- _Problem to solve_
Exactly reproduce each entry, leaving out nothing.

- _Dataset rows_
▼

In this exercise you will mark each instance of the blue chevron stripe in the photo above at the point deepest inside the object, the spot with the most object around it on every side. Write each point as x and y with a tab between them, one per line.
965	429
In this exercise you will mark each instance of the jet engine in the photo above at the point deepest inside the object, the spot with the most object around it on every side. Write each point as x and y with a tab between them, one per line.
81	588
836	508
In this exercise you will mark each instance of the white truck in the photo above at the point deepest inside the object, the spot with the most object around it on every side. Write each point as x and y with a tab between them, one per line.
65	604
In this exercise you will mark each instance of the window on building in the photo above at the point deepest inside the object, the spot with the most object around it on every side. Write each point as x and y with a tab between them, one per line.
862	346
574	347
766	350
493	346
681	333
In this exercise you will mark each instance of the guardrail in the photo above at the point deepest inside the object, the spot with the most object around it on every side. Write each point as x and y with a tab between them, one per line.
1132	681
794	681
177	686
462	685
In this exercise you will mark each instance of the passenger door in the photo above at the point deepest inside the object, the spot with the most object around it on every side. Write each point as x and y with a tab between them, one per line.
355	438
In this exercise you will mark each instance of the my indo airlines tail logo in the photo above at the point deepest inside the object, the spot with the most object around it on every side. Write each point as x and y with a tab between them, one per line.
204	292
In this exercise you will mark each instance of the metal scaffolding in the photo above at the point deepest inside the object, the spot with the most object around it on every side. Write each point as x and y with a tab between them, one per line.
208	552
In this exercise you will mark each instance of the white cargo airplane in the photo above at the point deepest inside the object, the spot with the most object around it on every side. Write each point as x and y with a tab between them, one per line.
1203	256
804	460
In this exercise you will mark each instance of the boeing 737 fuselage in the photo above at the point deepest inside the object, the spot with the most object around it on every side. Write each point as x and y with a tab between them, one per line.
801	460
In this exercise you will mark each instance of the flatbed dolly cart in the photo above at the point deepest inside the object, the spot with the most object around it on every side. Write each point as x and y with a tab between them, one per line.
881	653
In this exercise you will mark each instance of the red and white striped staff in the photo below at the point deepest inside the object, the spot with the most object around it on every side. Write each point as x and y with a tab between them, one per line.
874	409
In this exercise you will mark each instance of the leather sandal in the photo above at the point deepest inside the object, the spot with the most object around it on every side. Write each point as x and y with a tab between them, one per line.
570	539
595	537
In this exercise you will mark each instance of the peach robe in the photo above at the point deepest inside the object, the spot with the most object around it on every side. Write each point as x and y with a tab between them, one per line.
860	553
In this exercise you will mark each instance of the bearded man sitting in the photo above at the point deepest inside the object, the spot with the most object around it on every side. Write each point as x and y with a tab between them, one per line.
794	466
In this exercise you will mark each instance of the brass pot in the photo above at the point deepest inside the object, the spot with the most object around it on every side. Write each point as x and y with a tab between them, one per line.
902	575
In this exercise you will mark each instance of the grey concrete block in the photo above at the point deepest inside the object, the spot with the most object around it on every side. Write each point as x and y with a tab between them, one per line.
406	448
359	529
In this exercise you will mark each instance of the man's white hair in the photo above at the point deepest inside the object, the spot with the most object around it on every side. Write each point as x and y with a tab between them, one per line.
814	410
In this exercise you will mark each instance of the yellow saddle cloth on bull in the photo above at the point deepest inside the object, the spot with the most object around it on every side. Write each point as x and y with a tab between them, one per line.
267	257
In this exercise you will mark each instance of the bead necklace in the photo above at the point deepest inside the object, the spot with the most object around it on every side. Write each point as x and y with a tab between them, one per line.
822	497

▲

- _Correct result_
In this exercise you will mark each instance of the blue chevron stripe in the photo above at the point deepest inside the object, the spot with the most object around it on every side. Write each point as x and y with a tab between them, one per line.
965	429
In this exercise you will mark each instance of the jet engine in the photo above at the point deepest inside the object, the spot with the most object around it on every side. Write each point as x and y with a tab between them, one per line.
81	588
836	508
In this exercise you will mark each instance of the white truck in the photo above at the point deepest inside the object, the spot with the most object around it on every side. Write each point as x and y with a tab between them, one per line.
65	604
In this exercise you will mark each instance of the window on building in the photo above at the point deepest inside the object, the spot with the most object around it on every side. Write each point as x and y with a tab between them, one per line.
862	346
574	347
766	350
493	346
681	333
In this exercise you will mark each instance of the guardrail in the photo above at the point deepest inside the object, the spot with the most object around it on every side. Write each point as x and y with a tab between them, one per line.
1132	681
794	681
177	686
462	685
In this exercise you will mark each instance of the passenger door in the photo above at the point deepest inside the object, the spot with the most object around it on every side. Write each point as x and y with a tab between them, one per line.
355	438
In this exercise you will mark each instance of the my indo airlines tail logo in the photo above at the point deepest inside the object, the spot with the most object around it on every side. Write each point as x and y with a tab between them, one per line.
204	292
In this exercise you will mark each instance of the metal scaffolding in the photo above at the point deepest inside the object, the spot with the most object around it on every side. Write each point as x and y with a tab between them, one per line.
208	552
In this exercise you will mark each instance of the white cargo airplane in the photo above at the point deepest inside the object, the spot with the most object around it on every side. Write each point as x and y with a tab between them, one per line.
1203	256
804	460
In this exercise you will mark each instance of the boeing 737 fuselage in the photo above at the point deepest inside the object, the spot with the most object around it on every side. Write each point as x and y with a tab between them, one per line.
801	460
In this exercise you will mark each instance of the flatbed dolly cart in the photo above at the point deepest inside the object, the spot with the most object around it on every side. Write each point as x and y with a tab between them, one per line.
881	653
In this exercise you will mark each instance of the red and white striped staff in the photo below at the point deepest inside the object, the spot with the most object around it on every side. Write each point as x and y with a tab between them, one per line.
874	409
In this exercise you will mark each instance of the leather sandal in the photo above at the point deepest inside the object, the spot with the most object around it on every side. Write each point as x and y with a tab between them, one per line.
570	539
595	537
In this exercise you will mark each instance of the peach robe in the photo above at the point deepest inside the object, the spot with the most object around it on every side. Write each point as x and y with a tab between them, one per line.
860	553
In this exercise you will mark each instance of the bearded man sitting in the photo above at the point deepest inside the object, the spot with the most object around it on every side. Write each point as x and y with a tab between them, one per line.
794	466
In this exercise you will mark each instance of the brass pot in the photo above at the point deepest inside the object, the spot with the most object around it on every side. Write each point as x and y with a tab between them, one per line.
902	575
In this exercise you will mark each instance of the grey concrete block in the photo above at the point deepest inside the object, the spot with the most object around it on every side. Write each point as x and y with a tab between them, one per line.
406	448
359	529
In this exercise you will mark each instance of the man's white hair in the photo above at the point deepest inside the object, the spot with the most object around it on every side. Write each point as x and y with a tab between them, one per line.
814	410
In this exercise you will mark each instance of the yellow saddle cloth on bull in the photo above at the point deepest inside the object, the spot with the most object around it on every side. Write each point as x and y with a tab between them, one per line.
267	257
In this exercise you will mark each instance of the bead necklace in the photo above at the point deepest inside the object, the spot with the most object around it on every side. Write each point as x and y with a tab between them, one per line.
822	497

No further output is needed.